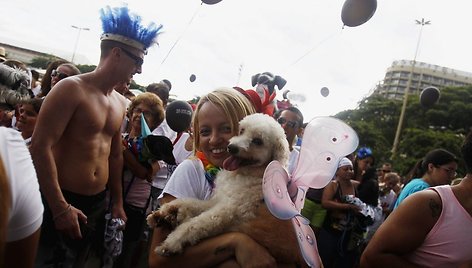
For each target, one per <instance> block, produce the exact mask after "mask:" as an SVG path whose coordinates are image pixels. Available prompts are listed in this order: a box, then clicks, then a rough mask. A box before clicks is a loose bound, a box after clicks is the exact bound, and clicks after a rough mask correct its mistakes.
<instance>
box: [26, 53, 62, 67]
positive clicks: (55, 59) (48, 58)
mask: <svg viewBox="0 0 472 268" xmlns="http://www.w3.org/2000/svg"><path fill="white" fill-rule="evenodd" d="M56 59H57V57H55V56H52V55H47V56H44V57H36V58H33V59H32V60H31V63H30V64H29V65H30V66H31V67H34V68H39V69H46V68H47V67H48V64H49V63H50V62H51V61H54V60H56Z"/></svg>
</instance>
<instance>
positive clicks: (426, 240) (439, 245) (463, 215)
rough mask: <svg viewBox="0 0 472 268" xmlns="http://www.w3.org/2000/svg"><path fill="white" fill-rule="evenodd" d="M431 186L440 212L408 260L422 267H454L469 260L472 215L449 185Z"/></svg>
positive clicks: (410, 254)
mask: <svg viewBox="0 0 472 268" xmlns="http://www.w3.org/2000/svg"><path fill="white" fill-rule="evenodd" d="M431 189H433V190H435V191H436V192H437V193H438V194H439V197H440V198H441V200H442V212H441V215H440V216H439V219H438V221H437V222H436V224H435V225H434V226H433V228H432V229H431V231H430V232H429V233H428V235H427V236H426V238H425V240H424V242H423V244H422V245H421V246H420V247H419V248H417V249H416V251H415V252H413V253H412V254H410V255H409V256H408V260H409V261H411V262H412V263H415V264H417V265H419V266H422V267H436V268H438V267H457V266H459V265H460V264H462V263H464V262H466V261H468V260H472V246H471V242H472V217H471V216H470V215H469V213H468V212H467V211H466V210H465V209H464V207H462V205H461V204H460V203H459V201H458V200H457V199H456V197H455V195H454V193H453V192H452V190H451V187H450V186H449V185H443V186H437V187H432V188H431Z"/></svg>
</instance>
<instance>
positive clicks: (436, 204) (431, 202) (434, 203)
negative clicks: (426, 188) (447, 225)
mask: <svg viewBox="0 0 472 268" xmlns="http://www.w3.org/2000/svg"><path fill="white" fill-rule="evenodd" d="M429 208H430V209H431V216H433V218H438V217H439V215H441V210H442V208H441V205H440V204H439V203H438V202H436V201H435V200H433V199H430V200H429Z"/></svg>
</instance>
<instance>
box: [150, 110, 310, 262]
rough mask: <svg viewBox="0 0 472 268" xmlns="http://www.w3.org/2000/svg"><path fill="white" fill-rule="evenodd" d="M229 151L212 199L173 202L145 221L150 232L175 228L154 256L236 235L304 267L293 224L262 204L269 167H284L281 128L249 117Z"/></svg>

## Your goal
What is the number of lines in the listing that contain "rough"? State it and nothing more.

## Written solution
3